## EXERCISE TEXT
--- START ---
Learning data science is a journey, and .NET developers with basic data science literacy may not yet be able to determine the optimal model trainers or appropriate hyperparameters for their machine learning tasks.

Thankfully ML.NET keeps this in mind and provides a number of helpful tools to ease developers into machine learning scenarios including:

• The Visual Studio Model Builder, a wizard-based approach to machine learning that focuses on the tasks the developer wants to perform
• A command line interface (CLI) designed to work similarly to the model builder
• The AutoML library which allows developers to write minimal amounts of code and have AutoML evaluate a wide range of model trainers and hyperparameters to identify the best one.

At the other extreme, experienced developer / data scientists can fully customize the model training pipeline and take advantage of configurable hyperparameter tuning and broad sets of metrics and standard machine learning tools.

I can personally attest to ML.NET's ability to meet developer / data scientists where they are - and nudge them forward on their data science skills development, to the point where I wrote a book about it!

ML.NET is Versatile

Finally, lest you think that ML.NET was a watered-down framework missing key functionality, I'd encourage you to look over the list of built-in algorithms and trainers and supported machine learning tasks.

In traditional machine learning, ML.NET supports the following machine learning tasks:

• Data Analysis (via DataFrame)
• Regression (predicting a numerical value)
• Forecasting (predicting numerical values over a region of time)
• Binary Classification and Multiclass Classsification (predicting what category something is in)
• Anomaly Detection (finding atypical individual data rows or groups of data rows)
• Clustering (identifying clusters of rows with similar characteristics - useful for marketing and data analysis)
• Ranking (predicting what rank order rows would fall into - useful for displaying search results)
• Recommendation (suggesting new items based on a user's past preferences)
• Image Classification (categorizing images into known categories based on their content)
• Object Detection (identifying known objects inside of an image along with a region)

As you can see, ML.NET can do a lot. Each one of these tasks has multiple specific model trainers and sets of metrics inside of it designed for specific machine learning scenarios.

For those more interested in AI than ML, ML.NET supports many AI scenarios from probabilistic forecasting with Infer.NET to working with LLMs and other forms of generative AI.
--- END ---
## WORK TASK 1
Answer these from the text on ML.NET:
(a) What does the Visual Studio Model Builder focus on?
(b) What is ranking said to be useful for?
(c) What does ML.NET use for probabilistic forecasting?
## WORK TASK 2
List the tools the ML.NET text names for easing developers into machine learning scenarios.
## WORK TASK 3
Write a continuation of the text on ML.NET, starting after its last sentence.
Nothing in the lines that come after the ML.NET text is needed here.

## INFORMATION GIVEN
--- START ---
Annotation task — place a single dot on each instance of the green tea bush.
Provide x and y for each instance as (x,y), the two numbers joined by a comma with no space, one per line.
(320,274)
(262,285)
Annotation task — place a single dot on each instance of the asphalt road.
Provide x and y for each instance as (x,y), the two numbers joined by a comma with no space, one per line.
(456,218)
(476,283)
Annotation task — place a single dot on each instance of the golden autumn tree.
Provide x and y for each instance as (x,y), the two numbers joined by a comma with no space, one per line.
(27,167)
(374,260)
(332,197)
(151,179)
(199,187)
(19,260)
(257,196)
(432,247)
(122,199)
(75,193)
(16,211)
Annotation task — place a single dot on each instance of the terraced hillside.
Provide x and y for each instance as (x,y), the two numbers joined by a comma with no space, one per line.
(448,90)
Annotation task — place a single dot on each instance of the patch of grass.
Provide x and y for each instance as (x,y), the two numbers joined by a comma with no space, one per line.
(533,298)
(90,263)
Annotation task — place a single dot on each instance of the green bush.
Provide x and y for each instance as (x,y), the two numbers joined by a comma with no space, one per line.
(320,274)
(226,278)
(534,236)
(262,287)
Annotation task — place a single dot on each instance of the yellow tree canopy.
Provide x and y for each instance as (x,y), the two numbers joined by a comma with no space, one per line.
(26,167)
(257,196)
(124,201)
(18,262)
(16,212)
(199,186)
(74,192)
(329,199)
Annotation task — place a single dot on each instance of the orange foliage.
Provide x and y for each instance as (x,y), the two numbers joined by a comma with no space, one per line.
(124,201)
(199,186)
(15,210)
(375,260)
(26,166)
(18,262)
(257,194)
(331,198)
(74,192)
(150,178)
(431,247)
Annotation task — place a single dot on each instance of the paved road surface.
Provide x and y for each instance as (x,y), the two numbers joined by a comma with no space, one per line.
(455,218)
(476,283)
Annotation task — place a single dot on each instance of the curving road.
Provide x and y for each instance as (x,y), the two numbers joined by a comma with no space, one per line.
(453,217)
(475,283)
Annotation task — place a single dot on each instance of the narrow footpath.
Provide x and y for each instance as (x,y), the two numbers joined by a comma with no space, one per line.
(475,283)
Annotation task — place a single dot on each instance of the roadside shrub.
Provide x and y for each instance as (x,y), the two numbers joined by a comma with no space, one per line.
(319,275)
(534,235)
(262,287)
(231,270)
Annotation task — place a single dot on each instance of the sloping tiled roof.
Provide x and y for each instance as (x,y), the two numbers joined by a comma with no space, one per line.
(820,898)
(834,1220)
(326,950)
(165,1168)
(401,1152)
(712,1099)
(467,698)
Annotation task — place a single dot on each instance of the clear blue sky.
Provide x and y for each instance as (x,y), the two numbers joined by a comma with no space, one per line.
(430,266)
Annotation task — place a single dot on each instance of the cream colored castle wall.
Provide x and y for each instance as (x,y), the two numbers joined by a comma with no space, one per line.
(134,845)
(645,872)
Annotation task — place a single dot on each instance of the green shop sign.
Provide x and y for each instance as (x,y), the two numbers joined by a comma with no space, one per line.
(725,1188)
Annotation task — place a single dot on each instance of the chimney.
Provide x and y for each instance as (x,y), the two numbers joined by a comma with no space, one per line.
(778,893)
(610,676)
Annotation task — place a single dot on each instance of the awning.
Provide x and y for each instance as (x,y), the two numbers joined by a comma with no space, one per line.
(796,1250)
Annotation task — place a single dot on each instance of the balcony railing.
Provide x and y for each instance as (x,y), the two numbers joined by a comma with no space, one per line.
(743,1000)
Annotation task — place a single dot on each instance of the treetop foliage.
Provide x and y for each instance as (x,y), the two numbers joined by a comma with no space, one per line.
--- END ---
## EXPECTED OUTPUT 1
(a) The tasks the developer wants to perform.
(b) Displaying search results.
(c) Infer.NET.

## EXPECTED OUTPUT 2
The Visual Studio Model Builder; a command line interface (CLI); the AutoML library.

## EXPECTED OUTPUT 3
ML.NET also integrates with Open Neural Network Exchange (ONNX) models, so you could train a model using SciKit-Learn, TensorFlow, or other frameworks, export the trained model to ONNX, import the model in ML.NET and use ML.NET just for model inferrencing.

Final thoughts on reasons for using ML.NET

The bottom line is that ML.NET is an incredible workhorse that Microsoft and the community continue to invest in year after year. In fact, ML.NET has major new releases coming alongside new versions of .NET itself with more features coming all the time.

ML.NET is not Python and it will likely never see the same size of community and abundance of resources as Python enjoys for machine learning. Additionally, there are some gap areas - particularly if you wanted to focus more on ML.NET's data analysis capabilities. These are areas I will be advocating for in future pieces - as well as potentially addressing with my own code submissions.

I expect ML.NET to continue to grow in maturity, effectiveness, and relevance and it will continue to be my default recommendation for most .NET development teams looking to add serious machine learning capabilities to their applications.

In fact, this post is my very first in a new series of content I'm starting on MattOnML.NET exploring the ins-and-outs of ML.NET, walking through a number of ML.NET projects, and generally showing you why this framework is particularly awesome to work with for fun as well as in your production applications. If you have a specific machine learning project you'd love to see me explore, please let me know!

For now, I hope I've given you some reasons to use ML.NET and see how deep and powerful this framework is.